● Entries provided:
★ ★ ★ ★ ★ ★ ★
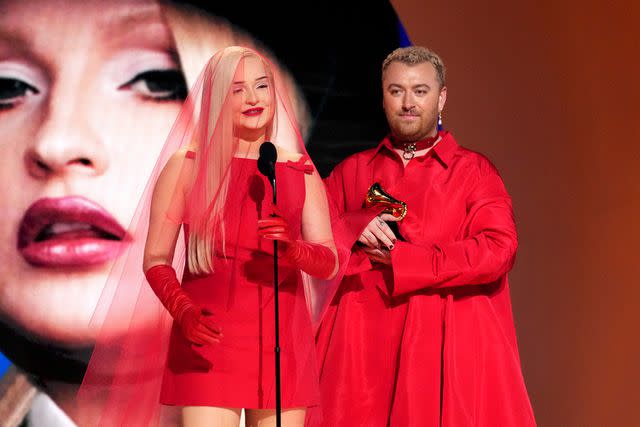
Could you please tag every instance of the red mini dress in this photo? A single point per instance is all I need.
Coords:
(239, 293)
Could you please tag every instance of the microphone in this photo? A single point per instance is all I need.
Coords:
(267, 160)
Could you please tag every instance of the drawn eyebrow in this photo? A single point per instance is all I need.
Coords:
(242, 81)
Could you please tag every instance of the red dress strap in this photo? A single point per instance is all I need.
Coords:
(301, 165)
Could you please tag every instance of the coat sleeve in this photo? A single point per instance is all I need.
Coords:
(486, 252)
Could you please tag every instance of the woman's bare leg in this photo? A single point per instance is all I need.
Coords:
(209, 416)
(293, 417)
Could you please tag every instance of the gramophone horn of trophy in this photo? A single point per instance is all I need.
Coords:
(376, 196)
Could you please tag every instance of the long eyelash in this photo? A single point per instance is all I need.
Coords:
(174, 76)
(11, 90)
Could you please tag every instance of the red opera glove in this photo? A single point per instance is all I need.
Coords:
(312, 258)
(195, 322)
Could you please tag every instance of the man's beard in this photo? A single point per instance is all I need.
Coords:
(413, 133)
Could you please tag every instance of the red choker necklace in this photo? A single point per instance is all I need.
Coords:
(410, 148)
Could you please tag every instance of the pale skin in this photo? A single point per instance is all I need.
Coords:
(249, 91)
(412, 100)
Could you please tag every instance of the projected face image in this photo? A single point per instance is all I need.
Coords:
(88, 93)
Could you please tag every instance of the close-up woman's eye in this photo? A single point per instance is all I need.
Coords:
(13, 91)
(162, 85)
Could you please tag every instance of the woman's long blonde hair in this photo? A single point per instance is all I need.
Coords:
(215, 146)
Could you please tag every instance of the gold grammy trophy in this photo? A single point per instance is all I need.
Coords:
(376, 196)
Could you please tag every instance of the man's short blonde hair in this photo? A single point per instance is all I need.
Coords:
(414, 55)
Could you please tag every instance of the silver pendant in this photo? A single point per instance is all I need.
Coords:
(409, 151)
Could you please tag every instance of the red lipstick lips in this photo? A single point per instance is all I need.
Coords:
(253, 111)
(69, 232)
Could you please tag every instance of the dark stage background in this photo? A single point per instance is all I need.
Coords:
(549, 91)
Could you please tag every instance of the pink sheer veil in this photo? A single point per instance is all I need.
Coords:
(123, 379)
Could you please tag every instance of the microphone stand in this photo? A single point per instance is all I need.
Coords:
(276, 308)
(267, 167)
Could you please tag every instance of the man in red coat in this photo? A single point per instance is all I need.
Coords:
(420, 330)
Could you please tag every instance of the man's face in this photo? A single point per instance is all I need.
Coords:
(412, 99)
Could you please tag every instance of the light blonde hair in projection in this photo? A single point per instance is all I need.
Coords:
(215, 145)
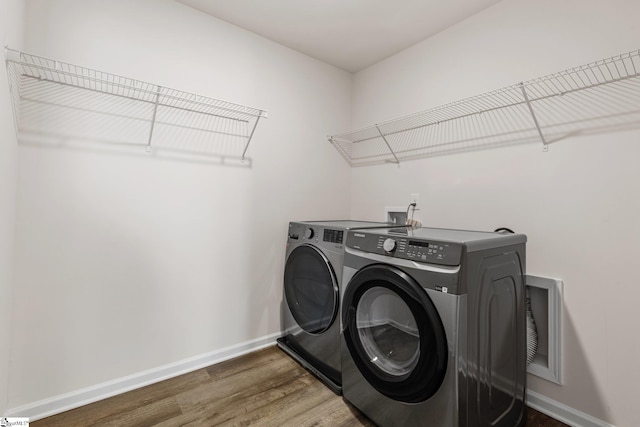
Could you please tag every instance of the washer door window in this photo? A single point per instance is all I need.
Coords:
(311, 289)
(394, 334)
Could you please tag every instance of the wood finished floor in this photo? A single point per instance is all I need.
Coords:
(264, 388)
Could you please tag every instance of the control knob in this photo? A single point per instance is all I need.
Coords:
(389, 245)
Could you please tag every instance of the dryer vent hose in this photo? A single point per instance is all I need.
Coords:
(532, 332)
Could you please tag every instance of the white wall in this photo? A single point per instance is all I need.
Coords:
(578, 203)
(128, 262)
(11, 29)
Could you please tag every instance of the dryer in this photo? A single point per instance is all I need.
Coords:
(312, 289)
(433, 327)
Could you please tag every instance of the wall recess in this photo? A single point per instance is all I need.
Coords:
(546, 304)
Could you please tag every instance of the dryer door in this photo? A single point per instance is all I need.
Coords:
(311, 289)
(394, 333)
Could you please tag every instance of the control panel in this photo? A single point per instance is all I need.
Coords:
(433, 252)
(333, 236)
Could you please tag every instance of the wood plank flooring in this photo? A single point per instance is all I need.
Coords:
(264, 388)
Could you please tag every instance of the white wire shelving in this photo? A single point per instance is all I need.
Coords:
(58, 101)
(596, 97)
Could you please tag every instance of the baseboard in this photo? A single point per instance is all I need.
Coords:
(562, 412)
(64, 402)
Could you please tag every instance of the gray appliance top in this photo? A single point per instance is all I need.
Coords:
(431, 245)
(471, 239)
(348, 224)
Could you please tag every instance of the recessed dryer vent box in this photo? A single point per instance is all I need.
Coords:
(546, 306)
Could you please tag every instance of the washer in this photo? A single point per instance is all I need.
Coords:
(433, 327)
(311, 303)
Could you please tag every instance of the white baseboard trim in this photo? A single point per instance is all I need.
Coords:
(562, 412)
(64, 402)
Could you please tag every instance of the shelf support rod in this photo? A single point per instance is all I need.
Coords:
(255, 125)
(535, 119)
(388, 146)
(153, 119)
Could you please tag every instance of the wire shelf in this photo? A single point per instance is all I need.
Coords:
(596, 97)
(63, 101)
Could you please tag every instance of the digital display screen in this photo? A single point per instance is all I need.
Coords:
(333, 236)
★ ★ ★ ★ ★ ★ ★
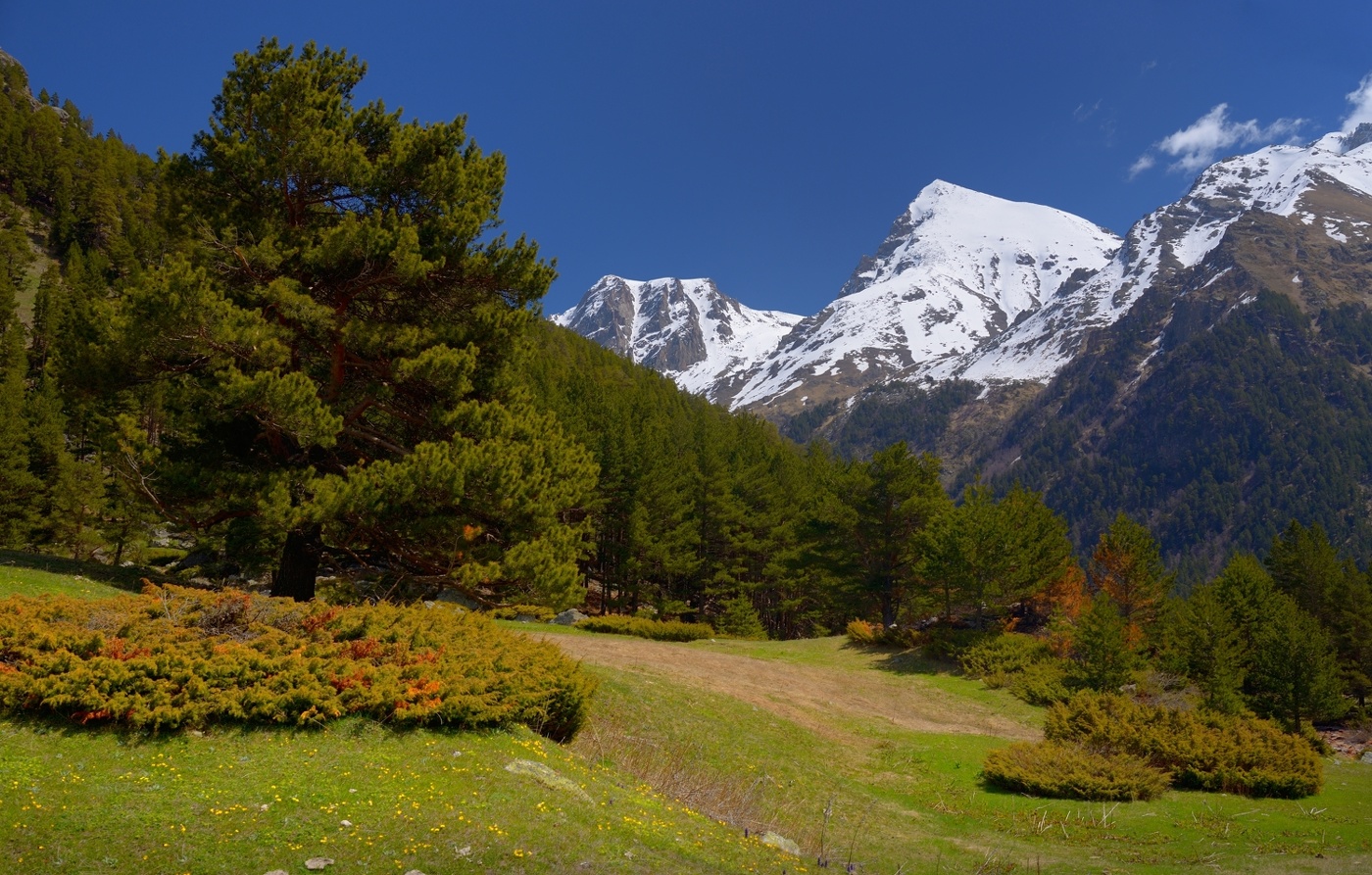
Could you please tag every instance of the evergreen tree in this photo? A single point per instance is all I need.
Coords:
★ ★ ★ ★ ★ ★ ★
● Work item: Search the records for the word "dress" and return every line that holds it.

● Completed exercise:
Could you please tag every instance of the red mini dress in this photo? A single point per instance is all I need.
Could you please tag every instance of the red dress strap in this photo? A single point per instance is all I need.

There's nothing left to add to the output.